┏━━

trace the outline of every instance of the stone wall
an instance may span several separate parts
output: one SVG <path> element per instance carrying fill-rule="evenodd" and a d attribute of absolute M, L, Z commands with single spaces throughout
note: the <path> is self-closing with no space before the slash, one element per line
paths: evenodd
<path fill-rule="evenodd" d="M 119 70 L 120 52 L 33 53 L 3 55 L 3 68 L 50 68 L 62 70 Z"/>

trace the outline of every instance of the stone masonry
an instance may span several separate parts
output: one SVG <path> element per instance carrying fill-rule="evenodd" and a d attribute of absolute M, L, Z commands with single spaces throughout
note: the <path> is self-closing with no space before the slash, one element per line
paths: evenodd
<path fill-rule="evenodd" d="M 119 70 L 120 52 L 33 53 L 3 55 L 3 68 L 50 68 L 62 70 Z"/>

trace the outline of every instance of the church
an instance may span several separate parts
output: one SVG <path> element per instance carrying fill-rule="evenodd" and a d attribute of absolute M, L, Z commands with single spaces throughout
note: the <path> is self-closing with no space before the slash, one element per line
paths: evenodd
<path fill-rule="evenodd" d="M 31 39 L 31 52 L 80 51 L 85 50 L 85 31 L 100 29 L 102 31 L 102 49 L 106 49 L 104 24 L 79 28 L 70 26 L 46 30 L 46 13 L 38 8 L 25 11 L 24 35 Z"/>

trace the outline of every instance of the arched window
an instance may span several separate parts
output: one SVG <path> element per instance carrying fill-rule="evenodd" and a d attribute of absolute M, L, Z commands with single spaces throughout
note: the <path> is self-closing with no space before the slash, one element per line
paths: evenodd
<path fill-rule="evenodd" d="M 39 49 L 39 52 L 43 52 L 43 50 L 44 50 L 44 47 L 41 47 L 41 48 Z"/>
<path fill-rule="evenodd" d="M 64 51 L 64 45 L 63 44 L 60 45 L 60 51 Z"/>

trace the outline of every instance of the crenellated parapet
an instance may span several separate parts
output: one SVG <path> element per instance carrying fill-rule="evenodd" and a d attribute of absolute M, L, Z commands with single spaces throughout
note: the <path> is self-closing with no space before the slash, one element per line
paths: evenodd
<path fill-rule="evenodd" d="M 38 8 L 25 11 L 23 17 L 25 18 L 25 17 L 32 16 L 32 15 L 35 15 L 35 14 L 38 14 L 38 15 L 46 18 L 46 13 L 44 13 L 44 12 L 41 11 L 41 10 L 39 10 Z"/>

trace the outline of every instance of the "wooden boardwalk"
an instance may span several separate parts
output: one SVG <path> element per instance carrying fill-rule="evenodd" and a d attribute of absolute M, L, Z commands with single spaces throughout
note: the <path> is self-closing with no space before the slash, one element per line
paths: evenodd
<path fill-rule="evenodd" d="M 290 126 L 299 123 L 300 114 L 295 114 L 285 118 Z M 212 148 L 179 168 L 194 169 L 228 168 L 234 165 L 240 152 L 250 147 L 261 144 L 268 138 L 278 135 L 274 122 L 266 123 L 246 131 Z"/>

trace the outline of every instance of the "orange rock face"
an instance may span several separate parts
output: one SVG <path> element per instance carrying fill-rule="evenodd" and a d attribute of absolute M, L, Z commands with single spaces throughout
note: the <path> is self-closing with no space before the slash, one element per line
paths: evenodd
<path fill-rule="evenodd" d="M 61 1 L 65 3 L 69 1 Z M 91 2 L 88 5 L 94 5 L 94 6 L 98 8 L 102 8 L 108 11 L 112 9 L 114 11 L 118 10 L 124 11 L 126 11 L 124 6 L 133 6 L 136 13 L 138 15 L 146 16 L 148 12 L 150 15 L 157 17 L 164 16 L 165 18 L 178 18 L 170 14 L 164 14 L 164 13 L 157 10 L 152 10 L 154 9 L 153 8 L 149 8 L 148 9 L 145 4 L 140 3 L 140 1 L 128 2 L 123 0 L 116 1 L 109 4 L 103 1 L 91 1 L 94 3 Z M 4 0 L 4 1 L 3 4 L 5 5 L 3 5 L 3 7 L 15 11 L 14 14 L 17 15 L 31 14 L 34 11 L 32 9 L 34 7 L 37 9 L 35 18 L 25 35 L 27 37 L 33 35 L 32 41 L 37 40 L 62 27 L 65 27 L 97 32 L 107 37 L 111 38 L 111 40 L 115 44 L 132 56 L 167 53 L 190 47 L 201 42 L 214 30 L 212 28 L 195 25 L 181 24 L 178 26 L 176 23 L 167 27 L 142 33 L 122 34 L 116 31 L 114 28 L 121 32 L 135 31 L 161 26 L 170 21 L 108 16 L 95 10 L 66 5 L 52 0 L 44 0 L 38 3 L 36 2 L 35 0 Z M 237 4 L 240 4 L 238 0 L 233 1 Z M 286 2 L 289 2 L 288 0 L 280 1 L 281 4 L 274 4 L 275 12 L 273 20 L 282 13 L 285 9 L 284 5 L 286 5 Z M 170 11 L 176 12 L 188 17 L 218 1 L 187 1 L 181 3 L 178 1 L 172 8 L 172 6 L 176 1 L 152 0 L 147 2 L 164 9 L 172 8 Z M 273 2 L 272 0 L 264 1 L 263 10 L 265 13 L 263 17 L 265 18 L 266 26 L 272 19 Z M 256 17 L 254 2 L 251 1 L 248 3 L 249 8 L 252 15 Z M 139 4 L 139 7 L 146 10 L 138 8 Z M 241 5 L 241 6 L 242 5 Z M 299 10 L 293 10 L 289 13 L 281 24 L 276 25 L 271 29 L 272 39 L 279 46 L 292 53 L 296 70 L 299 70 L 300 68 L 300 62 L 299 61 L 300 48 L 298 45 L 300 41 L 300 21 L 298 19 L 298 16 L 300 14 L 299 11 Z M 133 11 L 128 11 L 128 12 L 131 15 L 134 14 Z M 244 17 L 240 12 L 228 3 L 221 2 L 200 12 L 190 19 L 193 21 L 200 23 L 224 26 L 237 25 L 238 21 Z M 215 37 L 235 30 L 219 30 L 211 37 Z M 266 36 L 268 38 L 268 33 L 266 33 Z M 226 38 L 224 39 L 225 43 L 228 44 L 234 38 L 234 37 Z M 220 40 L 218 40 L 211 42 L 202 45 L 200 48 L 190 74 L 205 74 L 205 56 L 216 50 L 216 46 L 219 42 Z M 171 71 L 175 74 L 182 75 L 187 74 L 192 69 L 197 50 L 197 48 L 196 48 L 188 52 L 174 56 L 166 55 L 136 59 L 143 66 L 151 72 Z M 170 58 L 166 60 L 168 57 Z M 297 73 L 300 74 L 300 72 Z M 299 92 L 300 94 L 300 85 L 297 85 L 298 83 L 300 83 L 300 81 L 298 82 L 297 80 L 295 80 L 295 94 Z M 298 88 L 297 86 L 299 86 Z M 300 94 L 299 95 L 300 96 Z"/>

┗━━

PROBLEM
Rewrite every line of the material above as a numbered list, one line per item, and leave out the blank lines.

ANSWER TO THIS PROBLEM
1. trace the outline of every instance of the stone wall
2. an instance may span several separate parts
3. output: one SVG <path> element per instance carrying fill-rule="evenodd" and a d attribute of absolute M, L, Z commands with single spaces throughout
4. note: the <path> is self-closing with no space before the slash, one element per line
5. paths: evenodd
6. <path fill-rule="evenodd" d="M 119 70 L 120 52 L 33 53 L 3 55 L 3 68 L 50 68 L 62 70 Z"/>
7. trace the outline of every instance of the stone masonry
8. an instance may span several separate parts
9. output: one SVG <path> element per instance carrying fill-rule="evenodd" and a d attribute of absolute M, L, Z commands with single spaces throughout
10. note: the <path> is self-closing with no space before the slash, one element per line
11. paths: evenodd
12. <path fill-rule="evenodd" d="M 119 70 L 120 52 L 33 53 L 3 55 L 3 68 L 50 68 L 62 70 Z"/>
13. trace the outline of every instance of the church
14. an instance may span several separate parts
15. output: one SVG <path> element per instance carrying fill-rule="evenodd" and a d attribute of absolute M, L, Z commands with single spaces throughout
16. note: the <path> is self-closing with no space before the slash, one element per line
17. paths: evenodd
18. <path fill-rule="evenodd" d="M 31 39 L 31 52 L 80 51 L 85 50 L 85 31 L 100 29 L 102 31 L 102 49 L 106 49 L 104 24 L 79 28 L 70 26 L 46 30 L 46 13 L 38 8 L 25 11 L 24 35 Z"/>
19. trace the outline of every instance of the arched window
20. an instance may span several separate parts
21. output: one SVG <path> element per instance carrying fill-rule="evenodd" and a d attribute of absolute M, L, Z commands with single spaces throughout
22. note: the <path> is self-closing with no space before the slash, one element per line
23. paths: evenodd
24. <path fill-rule="evenodd" d="M 39 49 L 39 52 L 43 52 L 43 50 L 44 50 L 44 47 L 41 47 L 41 48 Z"/>
25. <path fill-rule="evenodd" d="M 64 51 L 64 45 L 63 44 L 60 45 L 60 51 Z"/>
26. trace the outline of every instance of the crenellated parapet
27. an instance may span several separate parts
28. output: one SVG <path> element per instance carrying fill-rule="evenodd" and a d attribute of absolute M, L, Z commands with single spaces throughout
29. note: the <path> is self-closing with no space before the slash, one element per line
30. paths: evenodd
31. <path fill-rule="evenodd" d="M 38 8 L 25 11 L 23 17 L 25 18 L 25 17 L 32 16 L 32 15 L 35 15 L 35 14 L 38 14 L 38 15 L 46 18 L 46 13 L 44 13 L 44 12 L 41 11 L 41 10 L 39 10 Z"/>
32. trace the outline of every instance of the "wooden boardwalk"
33. an instance may span several separate parts
34. output: one SVG <path> element per instance carrying fill-rule="evenodd" and a d attribute of absolute M, L, Z commands with single spaces throughout
35. note: the <path> is self-closing with no space before the slash, one element per line
36. paths: evenodd
37. <path fill-rule="evenodd" d="M 290 126 L 299 123 L 300 114 L 295 114 L 285 118 Z M 212 148 L 179 168 L 194 169 L 228 168 L 234 165 L 240 152 L 250 147 L 261 144 L 268 138 L 278 135 L 274 122 L 266 123 L 246 131 Z"/>
38. trace the outline of every instance of the "orange rock face"
39. an instance may span several separate parts
40. output: one SVG <path> element per instance carrying fill-rule="evenodd" and a d attribute of absolute M, L, Z commands with single spaces throughout
41. note: the <path> is self-closing with no space before the slash, one element per line
42. paths: evenodd
43. <path fill-rule="evenodd" d="M 61 1 L 65 3 L 69 1 Z M 91 2 L 88 5 L 94 5 L 94 6 L 98 8 L 102 8 L 108 11 L 112 9 L 114 11 L 118 10 L 124 11 L 126 11 L 124 6 L 133 6 L 136 13 L 138 15 L 146 16 L 148 12 L 150 15 L 157 17 L 164 16 L 165 18 L 178 18 L 170 14 L 164 14 L 164 13 L 157 10 L 152 10 L 154 9 L 153 8 L 149 8 L 148 9 L 145 4 L 140 3 L 140 1 L 128 2 L 123 0 L 116 1 L 109 4 L 103 1 L 91 1 L 94 3 Z M 4 0 L 4 1 L 3 4 L 5 5 L 3 5 L 3 7 L 15 11 L 14 14 L 17 15 L 31 14 L 34 11 L 32 9 L 34 7 L 37 9 L 35 18 L 25 35 L 27 37 L 33 35 L 32 41 L 37 40 L 62 27 L 65 27 L 97 32 L 107 37 L 111 38 L 111 40 L 115 44 L 132 56 L 167 53 L 190 47 L 201 42 L 214 30 L 212 28 L 195 25 L 181 24 L 178 26 L 176 23 L 167 27 L 142 33 L 122 34 L 116 31 L 114 28 L 121 32 L 135 31 L 161 26 L 170 21 L 108 16 L 95 10 L 66 5 L 52 0 L 44 0 L 38 3 L 36 2 L 35 0 Z M 237 4 L 240 4 L 238 0 L 233 1 Z M 286 2 L 289 2 L 288 0 L 280 1 L 281 4 L 274 4 L 275 12 L 273 20 L 282 13 L 285 9 L 284 5 L 286 5 Z M 170 11 L 176 12 L 188 17 L 218 1 L 187 1 L 181 3 L 178 1 L 172 8 L 172 6 L 176 1 L 152 0 L 147 2 L 164 9 L 172 8 Z M 273 2 L 272 0 L 264 1 L 263 10 L 265 13 L 263 17 L 265 18 L 266 26 L 272 19 Z M 256 17 L 254 2 L 251 1 L 248 3 L 249 8 L 252 15 Z M 139 4 L 139 7 L 146 10 L 138 8 Z M 241 5 L 241 6 L 242 5 Z M 299 10 L 293 10 L 289 13 L 281 24 L 276 25 L 271 29 L 272 39 L 279 46 L 292 53 L 296 70 L 299 70 L 300 68 L 300 62 L 299 61 L 300 48 L 298 45 L 300 41 L 300 21 L 298 19 L 298 16 L 300 14 L 299 11 Z M 133 11 L 128 11 L 128 12 L 131 15 L 134 14 Z M 244 17 L 240 12 L 228 3 L 221 2 L 200 12 L 190 19 L 193 21 L 200 23 L 224 26 L 237 25 L 238 21 Z M 215 37 L 235 30 L 219 30 L 211 37 Z M 266 36 L 268 38 L 268 33 L 266 33 Z M 226 38 L 224 39 L 225 43 L 228 44 L 234 38 L 234 37 Z M 220 40 L 218 40 L 211 42 L 202 45 L 200 48 L 190 74 L 205 74 L 205 56 L 216 50 L 216 46 L 219 42 Z M 171 71 L 175 74 L 182 75 L 187 74 L 192 69 L 197 50 L 197 48 L 196 48 L 188 52 L 174 56 L 166 55 L 136 59 L 143 66 L 151 72 Z M 170 58 L 166 60 L 168 57 Z M 297 73 L 300 74 L 300 72 Z M 299 92 L 300 94 L 300 85 L 297 85 L 298 83 L 300 83 L 300 81 L 298 82 L 297 80 L 295 80 L 295 94 Z M 298 88 L 297 86 L 299 86 Z M 300 94 L 299 95 L 300 96 Z"/>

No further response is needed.